(Object location annotation data)
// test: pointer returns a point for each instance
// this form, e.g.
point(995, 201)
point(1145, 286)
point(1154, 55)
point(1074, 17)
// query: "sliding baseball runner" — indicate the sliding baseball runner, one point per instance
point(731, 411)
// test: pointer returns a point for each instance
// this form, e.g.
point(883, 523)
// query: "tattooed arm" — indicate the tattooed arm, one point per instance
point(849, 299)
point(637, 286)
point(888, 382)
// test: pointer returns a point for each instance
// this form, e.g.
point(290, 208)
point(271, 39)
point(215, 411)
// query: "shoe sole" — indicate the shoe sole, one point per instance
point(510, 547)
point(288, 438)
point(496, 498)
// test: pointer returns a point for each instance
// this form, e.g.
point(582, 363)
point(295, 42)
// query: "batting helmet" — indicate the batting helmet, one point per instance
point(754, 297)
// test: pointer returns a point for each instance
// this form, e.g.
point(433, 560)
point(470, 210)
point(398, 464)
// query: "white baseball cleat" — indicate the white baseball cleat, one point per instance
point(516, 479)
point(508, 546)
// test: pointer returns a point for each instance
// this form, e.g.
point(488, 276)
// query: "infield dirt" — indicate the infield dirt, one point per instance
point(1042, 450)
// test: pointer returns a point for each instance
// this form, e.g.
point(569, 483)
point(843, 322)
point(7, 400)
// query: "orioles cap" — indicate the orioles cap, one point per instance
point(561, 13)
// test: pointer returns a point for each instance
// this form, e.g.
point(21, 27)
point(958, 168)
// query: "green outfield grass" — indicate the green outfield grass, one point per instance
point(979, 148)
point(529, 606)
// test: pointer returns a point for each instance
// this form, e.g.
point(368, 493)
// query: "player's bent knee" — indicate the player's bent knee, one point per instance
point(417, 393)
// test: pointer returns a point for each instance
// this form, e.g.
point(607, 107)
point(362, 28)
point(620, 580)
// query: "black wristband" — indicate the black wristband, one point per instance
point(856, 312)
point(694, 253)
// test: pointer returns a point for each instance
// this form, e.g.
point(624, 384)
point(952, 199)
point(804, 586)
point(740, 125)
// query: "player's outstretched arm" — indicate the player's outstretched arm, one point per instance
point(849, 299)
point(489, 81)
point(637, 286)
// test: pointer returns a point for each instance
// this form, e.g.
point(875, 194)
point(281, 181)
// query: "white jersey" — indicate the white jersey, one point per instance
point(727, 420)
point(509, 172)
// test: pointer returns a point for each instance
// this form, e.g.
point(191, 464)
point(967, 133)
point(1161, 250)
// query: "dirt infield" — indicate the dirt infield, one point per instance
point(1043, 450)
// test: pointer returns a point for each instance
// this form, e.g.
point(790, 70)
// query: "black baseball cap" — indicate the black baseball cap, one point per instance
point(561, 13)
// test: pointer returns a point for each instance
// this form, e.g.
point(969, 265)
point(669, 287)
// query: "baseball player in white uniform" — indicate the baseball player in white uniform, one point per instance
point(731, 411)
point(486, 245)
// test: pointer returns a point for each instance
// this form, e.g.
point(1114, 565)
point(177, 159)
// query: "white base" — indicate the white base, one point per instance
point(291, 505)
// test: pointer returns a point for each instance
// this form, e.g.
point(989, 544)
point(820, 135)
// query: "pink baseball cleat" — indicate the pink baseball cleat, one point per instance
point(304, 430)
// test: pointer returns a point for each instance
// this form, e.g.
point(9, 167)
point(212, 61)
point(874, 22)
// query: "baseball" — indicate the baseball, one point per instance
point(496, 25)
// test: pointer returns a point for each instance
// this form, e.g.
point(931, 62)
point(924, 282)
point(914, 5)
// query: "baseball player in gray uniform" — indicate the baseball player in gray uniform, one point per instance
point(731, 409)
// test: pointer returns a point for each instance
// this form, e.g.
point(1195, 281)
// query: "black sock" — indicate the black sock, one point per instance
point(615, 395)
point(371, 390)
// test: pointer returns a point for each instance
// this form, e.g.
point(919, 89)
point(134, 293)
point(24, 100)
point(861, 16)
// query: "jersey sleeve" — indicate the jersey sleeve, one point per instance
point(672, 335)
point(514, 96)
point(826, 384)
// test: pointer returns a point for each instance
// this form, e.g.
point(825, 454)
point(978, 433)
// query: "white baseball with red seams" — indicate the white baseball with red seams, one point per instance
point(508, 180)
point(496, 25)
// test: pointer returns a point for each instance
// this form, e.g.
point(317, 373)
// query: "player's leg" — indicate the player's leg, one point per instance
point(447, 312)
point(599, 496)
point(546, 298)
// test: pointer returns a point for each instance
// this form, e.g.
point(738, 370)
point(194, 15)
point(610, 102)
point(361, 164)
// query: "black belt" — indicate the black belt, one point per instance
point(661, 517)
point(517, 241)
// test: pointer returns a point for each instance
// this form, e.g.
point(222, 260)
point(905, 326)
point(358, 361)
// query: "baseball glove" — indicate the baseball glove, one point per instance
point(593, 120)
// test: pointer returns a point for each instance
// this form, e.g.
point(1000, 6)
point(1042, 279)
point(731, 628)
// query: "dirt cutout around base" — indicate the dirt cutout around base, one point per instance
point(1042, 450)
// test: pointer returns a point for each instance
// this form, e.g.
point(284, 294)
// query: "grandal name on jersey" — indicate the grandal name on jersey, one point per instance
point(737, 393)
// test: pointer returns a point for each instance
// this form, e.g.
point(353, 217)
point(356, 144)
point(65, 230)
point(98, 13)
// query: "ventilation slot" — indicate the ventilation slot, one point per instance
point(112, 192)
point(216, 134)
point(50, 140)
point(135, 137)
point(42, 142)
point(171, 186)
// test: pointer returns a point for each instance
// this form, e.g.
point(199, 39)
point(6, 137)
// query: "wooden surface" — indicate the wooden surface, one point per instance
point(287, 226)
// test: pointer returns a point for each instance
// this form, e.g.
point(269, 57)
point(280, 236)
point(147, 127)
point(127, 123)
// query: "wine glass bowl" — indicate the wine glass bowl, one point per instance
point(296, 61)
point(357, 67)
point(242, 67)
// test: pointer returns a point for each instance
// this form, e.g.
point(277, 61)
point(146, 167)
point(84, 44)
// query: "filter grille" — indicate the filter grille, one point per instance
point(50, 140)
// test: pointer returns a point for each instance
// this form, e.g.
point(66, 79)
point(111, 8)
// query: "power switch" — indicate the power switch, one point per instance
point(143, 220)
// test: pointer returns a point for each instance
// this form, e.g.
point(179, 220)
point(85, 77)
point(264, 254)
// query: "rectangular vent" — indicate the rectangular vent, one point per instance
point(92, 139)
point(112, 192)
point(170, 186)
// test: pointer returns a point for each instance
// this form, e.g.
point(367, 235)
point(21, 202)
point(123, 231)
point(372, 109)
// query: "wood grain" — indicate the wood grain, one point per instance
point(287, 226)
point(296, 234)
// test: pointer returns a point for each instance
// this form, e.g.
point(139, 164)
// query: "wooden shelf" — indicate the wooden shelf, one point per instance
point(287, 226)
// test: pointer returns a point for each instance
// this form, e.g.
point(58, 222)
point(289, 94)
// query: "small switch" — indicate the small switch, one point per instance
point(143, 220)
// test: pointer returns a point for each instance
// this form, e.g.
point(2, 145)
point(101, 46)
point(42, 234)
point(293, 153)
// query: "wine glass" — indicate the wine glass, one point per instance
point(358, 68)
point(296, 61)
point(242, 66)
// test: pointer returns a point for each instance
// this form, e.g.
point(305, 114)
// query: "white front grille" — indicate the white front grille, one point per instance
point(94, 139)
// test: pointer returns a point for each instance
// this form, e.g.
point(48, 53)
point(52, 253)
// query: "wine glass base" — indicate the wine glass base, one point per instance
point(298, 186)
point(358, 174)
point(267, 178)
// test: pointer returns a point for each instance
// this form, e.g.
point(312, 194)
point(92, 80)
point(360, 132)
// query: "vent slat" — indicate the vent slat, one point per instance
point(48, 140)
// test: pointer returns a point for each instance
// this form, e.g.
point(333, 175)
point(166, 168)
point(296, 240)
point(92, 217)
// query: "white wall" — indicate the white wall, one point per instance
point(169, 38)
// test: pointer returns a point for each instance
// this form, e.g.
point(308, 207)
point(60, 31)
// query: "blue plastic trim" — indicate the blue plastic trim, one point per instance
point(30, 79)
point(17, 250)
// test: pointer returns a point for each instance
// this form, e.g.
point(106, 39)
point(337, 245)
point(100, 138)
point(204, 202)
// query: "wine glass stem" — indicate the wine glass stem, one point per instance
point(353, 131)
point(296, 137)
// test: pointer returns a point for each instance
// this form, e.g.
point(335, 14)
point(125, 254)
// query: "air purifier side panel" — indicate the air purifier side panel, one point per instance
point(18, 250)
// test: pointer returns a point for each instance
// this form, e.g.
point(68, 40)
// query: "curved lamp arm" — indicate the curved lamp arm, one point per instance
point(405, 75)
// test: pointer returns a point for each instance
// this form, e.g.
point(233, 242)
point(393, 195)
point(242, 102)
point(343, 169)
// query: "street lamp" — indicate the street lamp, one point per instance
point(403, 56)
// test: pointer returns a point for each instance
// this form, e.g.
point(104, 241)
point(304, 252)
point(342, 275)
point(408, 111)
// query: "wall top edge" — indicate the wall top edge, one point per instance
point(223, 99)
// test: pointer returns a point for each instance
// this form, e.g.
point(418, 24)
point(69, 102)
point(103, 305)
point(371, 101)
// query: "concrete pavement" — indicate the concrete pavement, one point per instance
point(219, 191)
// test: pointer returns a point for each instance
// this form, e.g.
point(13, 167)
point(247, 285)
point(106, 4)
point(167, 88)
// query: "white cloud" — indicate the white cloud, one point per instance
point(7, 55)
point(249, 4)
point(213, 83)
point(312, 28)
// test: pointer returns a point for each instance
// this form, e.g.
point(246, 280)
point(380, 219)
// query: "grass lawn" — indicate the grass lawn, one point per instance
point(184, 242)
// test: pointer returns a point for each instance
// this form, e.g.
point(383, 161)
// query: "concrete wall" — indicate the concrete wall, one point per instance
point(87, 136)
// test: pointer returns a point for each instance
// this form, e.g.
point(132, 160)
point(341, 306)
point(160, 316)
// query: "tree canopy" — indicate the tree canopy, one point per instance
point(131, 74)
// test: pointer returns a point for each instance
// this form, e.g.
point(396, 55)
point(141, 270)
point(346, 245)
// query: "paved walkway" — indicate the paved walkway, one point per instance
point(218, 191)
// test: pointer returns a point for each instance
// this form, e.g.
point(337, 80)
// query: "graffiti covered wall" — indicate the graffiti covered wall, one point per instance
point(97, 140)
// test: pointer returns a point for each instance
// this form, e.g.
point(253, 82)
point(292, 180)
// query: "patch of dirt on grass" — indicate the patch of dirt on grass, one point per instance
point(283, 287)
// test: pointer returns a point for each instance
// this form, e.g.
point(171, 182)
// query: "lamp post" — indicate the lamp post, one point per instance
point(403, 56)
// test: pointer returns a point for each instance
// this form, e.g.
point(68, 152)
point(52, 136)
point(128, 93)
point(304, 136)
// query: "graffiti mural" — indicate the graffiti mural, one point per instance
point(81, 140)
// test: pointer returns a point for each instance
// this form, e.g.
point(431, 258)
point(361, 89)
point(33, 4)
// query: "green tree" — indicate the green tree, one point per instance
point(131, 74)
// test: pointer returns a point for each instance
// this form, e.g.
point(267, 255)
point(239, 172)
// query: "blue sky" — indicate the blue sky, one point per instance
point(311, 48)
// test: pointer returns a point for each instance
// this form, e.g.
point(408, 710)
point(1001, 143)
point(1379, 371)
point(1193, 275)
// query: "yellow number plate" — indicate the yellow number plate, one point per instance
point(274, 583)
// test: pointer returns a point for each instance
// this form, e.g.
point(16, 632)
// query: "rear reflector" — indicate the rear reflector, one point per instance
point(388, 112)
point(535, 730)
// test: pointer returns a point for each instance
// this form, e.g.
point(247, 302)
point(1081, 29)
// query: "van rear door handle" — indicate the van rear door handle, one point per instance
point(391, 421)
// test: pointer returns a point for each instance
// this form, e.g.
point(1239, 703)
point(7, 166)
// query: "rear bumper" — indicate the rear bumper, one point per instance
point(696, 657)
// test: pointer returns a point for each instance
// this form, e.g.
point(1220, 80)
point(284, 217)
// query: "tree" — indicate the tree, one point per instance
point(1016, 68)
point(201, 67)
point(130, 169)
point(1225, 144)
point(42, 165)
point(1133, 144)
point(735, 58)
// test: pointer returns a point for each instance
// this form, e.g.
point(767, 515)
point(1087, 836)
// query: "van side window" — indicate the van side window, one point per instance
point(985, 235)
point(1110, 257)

> SHORT TASK
Set down the material above word for word, from its start through the line that contains "point(417, 393)", including that line.

> EXPECTED OUTPUT
// test: pointer returns a point for each instance
// this form, e.g.
point(995, 201)
point(1145, 286)
point(1154, 55)
point(1074, 17)
// query: "sliding baseball runner" — indicate the sliding baseball runner, one point per instance
point(731, 411)
// test: pointer returns a point for each instance
// this form, e.g.
point(883, 523)
// query: "tattooed arm" — indicate the tattooed arm, one point per instance
point(849, 299)
point(637, 286)
point(888, 382)
// test: pointer returns a point for each instance
// this form, e.g.
point(290, 208)
point(271, 39)
point(215, 411)
// query: "shoe sole" — indicate the shoe sole, one point per instance
point(510, 547)
point(288, 438)
point(496, 498)
// test: pointer returns a point for each instance
// this form, e.g.
point(582, 363)
point(295, 42)
// query: "batting helmet" — indicate the batting helmet, one point per instance
point(754, 297)
// test: pointer returns a point for each instance
// this form, e.g.
point(433, 560)
point(470, 210)
point(398, 464)
// query: "white baseball cleat" — indicate the white baseball cleat, one point per instance
point(516, 479)
point(508, 546)
// test: pointer returns a point for each instance
// this form, e.g.
point(488, 276)
// query: "infield dirt" — indicate the infield dirt, one point per instance
point(1042, 450)
// test: pointer returns a point for each instance
// this form, e.g.
point(569, 483)
point(843, 322)
point(7, 400)
// query: "orioles cap" — indicate the orioles cap, one point per instance
point(561, 13)
// test: pointer returns a point for each instance
// this form, e.g.
point(21, 27)
point(958, 168)
// query: "green outfield grass" — indicate the green outfield grass, one point per instance
point(979, 148)
point(529, 606)
// test: pointer returns a point for each instance
// this form, e.g.
point(368, 493)
// query: "player's bent knee" — indicate the player's bent knee, one point per instance
point(417, 393)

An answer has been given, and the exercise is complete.